Belirtilen amaç A:
Film yazısına göre aşağıdaki soruları yanıtlayın:
(i) Yazar, filmi hangi sebepten sinemada değil evde izlemeye karar vermişti?
(ii) Filmin senaryosu kimin imzasını taşıyor?
(iii) Heat (1995) filminin Türkçe adı nedir?

Okunacak metin:
American Gangster

Bir filmi izlemeden önce bir süre soundtrack'ini dinlemeyi, hoşlandığım tınıları sonrasında filmde yakalamayı seviyorum. American Gangster Soudtrack'i de, arşivimde yerini alan albümlerden biriydi.

Üç saate yaklaşan süresi yüzünden Denzel Washington, Russell Crowe'lu; Ridley Scott yönetmenliğindeki American Gangster (2007)'i, sinemada değil de 'bir ara evde izlenecekler' listeme dahil etmiştim. Bu akşam izleme fırsatı bulabildim, beklentilerimi karşıladığını hatta detaylarıyla da oldukça hoşuma gittiğini, söyleyebilirim.



Frank Lucas'ın
(Denzel Washington), iş yaşamındaki sınır tanımamazlığına kıyasla özel yaşamının sadelikten yana olması ve yanındakilerden de bunu talep etmesi ve Blue Magic'in (Mavi Büyü) marka değerini korumak için sergilediği tavır, filmi başka bir gözle izlememe, ayrı bir tad almama sebep olan ders niteliğindeki detaylardandı.

Sonrasında hemen web'de, bloglarda filmin bu yönüne değinilmiş mi, diye merak edip baktığımda; Önder Kiremitçi'nin, Marka Gündemi'ndeki 'Amerikan Gangaster'ten marka dersleri' başlıklı yazısını gördüm, hoşuma gitti, siz de okuyun -tabii, filmi de izlemediyseniz mutlaka izleyin- isterim.

Steven Zaillian imzalı senaryo, yönetim, sahneler -ki, müziklerin kullanımıyla özenli olduğu kadar etkileyiciydiler de-, oyunculuk performansları; dram, suç konulu filmlerin -üstelik, bu kadar uzunsa- hantal, ağır işleyen ve sıkıcı olabilecek yapısından oldukça uzaktı. Evet, özeleştiri psikolojik çözümlemenin derin olduğu ama bunu yaparken yormayan bir film, American Gangster.



American Gangster'ı izlerken -sevdiğim iki film-; Al Pacino ve Robert De Niro'lu, Heat (1995)/Büyük Hesaplaşma
ve Denzel Washington ile Ethan Hawke'lı Training Day (2001)/İlk Gün filmlerini anımsamak da güzeldi.

Girdi verileri:
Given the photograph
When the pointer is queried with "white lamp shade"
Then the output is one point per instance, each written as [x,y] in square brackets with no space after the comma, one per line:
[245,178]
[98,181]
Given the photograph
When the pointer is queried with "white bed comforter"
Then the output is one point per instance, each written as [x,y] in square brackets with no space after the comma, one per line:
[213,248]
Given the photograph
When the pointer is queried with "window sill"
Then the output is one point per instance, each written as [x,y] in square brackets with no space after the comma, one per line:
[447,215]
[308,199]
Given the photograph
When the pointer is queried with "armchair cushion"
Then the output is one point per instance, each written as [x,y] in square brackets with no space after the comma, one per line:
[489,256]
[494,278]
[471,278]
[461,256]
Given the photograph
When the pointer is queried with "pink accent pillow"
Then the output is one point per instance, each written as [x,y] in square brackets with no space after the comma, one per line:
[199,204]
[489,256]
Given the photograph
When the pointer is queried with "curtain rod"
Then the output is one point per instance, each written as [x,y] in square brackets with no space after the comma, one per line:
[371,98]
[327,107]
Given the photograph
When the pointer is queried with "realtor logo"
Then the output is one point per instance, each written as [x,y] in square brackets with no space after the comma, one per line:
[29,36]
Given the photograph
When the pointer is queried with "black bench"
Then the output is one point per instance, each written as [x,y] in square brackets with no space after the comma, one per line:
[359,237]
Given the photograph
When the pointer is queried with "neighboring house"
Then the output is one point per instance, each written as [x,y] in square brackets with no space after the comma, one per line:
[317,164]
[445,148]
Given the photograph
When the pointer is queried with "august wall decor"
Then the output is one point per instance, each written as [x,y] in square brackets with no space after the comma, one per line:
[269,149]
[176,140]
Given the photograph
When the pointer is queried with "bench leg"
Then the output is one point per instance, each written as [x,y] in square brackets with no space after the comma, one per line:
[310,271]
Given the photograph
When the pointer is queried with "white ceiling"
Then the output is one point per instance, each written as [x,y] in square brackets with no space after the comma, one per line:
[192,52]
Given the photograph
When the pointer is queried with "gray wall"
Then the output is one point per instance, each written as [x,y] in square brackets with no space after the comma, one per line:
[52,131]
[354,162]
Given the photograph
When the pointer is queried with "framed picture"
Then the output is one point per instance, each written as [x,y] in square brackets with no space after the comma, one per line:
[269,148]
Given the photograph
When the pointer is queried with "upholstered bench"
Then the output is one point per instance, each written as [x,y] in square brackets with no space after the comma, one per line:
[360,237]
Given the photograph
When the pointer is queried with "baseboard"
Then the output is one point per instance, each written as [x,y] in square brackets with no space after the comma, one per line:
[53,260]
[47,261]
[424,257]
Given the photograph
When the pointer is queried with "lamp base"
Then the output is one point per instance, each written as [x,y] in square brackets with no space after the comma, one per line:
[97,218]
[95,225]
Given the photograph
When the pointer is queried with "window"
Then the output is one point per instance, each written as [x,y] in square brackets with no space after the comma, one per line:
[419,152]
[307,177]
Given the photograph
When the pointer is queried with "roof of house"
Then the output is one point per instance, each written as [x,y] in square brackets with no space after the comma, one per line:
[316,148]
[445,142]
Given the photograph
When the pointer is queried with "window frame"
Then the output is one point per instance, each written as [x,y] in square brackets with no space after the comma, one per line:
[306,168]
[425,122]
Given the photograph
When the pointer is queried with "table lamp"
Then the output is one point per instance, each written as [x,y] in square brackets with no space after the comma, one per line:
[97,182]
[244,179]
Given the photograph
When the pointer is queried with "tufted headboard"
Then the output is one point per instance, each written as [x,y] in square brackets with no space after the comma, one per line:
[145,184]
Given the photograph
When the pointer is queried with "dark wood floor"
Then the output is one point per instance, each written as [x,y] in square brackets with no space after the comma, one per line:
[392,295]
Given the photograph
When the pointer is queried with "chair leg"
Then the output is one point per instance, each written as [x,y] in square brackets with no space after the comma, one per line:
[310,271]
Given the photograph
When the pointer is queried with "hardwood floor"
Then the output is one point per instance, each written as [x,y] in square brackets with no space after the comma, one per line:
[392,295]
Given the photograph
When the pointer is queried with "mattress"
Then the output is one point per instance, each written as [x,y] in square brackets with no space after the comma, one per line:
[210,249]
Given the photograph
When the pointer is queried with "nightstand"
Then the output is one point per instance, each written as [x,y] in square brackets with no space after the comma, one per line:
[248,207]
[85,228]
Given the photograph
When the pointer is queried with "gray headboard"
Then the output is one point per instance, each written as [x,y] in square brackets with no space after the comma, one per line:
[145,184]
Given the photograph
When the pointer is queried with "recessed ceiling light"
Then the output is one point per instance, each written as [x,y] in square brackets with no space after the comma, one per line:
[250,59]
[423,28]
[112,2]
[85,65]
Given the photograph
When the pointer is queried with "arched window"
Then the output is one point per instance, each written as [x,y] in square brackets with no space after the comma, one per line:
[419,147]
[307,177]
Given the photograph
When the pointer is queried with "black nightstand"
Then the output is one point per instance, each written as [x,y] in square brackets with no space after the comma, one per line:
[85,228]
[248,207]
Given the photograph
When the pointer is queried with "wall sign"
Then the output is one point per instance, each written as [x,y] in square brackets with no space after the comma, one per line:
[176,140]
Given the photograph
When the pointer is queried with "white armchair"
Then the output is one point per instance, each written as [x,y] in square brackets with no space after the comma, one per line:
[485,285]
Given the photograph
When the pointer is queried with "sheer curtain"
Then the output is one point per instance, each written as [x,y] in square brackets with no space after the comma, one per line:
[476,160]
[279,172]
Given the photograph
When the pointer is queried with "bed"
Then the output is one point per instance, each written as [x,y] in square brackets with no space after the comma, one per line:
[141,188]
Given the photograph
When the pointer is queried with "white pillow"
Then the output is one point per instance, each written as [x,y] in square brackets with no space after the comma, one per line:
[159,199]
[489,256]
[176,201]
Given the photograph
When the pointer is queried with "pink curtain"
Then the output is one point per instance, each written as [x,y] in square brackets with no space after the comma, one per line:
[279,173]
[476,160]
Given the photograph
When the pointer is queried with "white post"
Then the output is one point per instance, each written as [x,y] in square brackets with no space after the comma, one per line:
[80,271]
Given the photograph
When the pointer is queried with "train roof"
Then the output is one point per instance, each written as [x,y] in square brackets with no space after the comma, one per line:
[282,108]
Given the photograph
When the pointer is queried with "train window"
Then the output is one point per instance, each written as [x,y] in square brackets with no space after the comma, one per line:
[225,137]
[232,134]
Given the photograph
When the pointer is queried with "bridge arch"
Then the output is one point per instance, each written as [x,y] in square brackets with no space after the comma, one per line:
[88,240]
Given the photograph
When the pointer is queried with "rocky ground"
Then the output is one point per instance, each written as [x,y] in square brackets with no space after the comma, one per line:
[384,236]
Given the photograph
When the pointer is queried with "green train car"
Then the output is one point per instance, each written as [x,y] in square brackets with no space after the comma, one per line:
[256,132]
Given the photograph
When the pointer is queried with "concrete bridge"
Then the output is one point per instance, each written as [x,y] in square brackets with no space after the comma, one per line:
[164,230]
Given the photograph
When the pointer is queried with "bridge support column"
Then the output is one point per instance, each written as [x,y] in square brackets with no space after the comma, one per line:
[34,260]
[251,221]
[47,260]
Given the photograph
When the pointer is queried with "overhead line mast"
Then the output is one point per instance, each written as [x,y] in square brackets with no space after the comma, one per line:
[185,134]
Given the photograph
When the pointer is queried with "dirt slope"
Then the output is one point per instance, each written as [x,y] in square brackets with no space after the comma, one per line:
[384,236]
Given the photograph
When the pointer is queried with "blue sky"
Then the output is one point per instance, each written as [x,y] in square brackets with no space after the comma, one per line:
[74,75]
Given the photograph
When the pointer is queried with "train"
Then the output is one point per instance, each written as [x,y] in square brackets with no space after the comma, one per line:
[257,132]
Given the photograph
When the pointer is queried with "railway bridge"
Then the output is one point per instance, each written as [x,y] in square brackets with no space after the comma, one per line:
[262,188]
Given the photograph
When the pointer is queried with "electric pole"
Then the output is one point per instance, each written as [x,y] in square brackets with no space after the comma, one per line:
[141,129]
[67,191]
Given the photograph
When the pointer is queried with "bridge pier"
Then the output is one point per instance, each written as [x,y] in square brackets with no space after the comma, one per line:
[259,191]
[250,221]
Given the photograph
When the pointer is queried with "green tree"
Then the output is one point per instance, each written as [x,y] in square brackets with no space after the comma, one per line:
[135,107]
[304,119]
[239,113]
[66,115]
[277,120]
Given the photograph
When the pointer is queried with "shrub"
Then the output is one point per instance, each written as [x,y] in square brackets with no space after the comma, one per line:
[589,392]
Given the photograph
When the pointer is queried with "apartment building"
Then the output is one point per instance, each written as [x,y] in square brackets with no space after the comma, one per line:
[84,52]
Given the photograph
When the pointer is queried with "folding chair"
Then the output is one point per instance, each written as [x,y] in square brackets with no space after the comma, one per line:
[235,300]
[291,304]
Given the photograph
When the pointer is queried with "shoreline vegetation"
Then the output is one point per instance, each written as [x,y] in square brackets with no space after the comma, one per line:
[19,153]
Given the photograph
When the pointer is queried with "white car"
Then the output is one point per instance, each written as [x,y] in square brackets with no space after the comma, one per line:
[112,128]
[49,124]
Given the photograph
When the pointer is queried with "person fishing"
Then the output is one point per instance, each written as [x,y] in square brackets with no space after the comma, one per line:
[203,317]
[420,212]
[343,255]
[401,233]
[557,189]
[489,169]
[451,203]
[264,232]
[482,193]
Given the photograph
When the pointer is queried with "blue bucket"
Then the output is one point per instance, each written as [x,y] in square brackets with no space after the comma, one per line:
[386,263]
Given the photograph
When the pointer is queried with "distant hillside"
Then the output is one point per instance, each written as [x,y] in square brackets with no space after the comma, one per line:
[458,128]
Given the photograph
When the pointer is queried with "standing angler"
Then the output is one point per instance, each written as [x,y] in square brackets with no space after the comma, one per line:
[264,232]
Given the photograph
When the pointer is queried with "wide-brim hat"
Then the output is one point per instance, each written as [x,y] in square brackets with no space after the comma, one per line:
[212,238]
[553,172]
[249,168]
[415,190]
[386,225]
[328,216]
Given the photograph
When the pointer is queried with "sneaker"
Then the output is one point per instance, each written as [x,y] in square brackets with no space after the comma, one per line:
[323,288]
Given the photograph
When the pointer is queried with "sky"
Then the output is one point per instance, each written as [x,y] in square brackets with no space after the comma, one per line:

Belirtilen amaç B: Yukarıdaki satırlardan "roof" kelimesini içerenlerin hepsini toplayın ve her birini olduğu gibi aktarın.

Yazılı yanıt A:
(i) Filmin üç saate yaklaşan süresi yüzünden.
(ii) Steven Zaillian.
(iii) Büyük Hesaplaşma.

Yazılı yanıt B:
When the pointer is queried with "roof of house"
When the pointer is queried with "train roof"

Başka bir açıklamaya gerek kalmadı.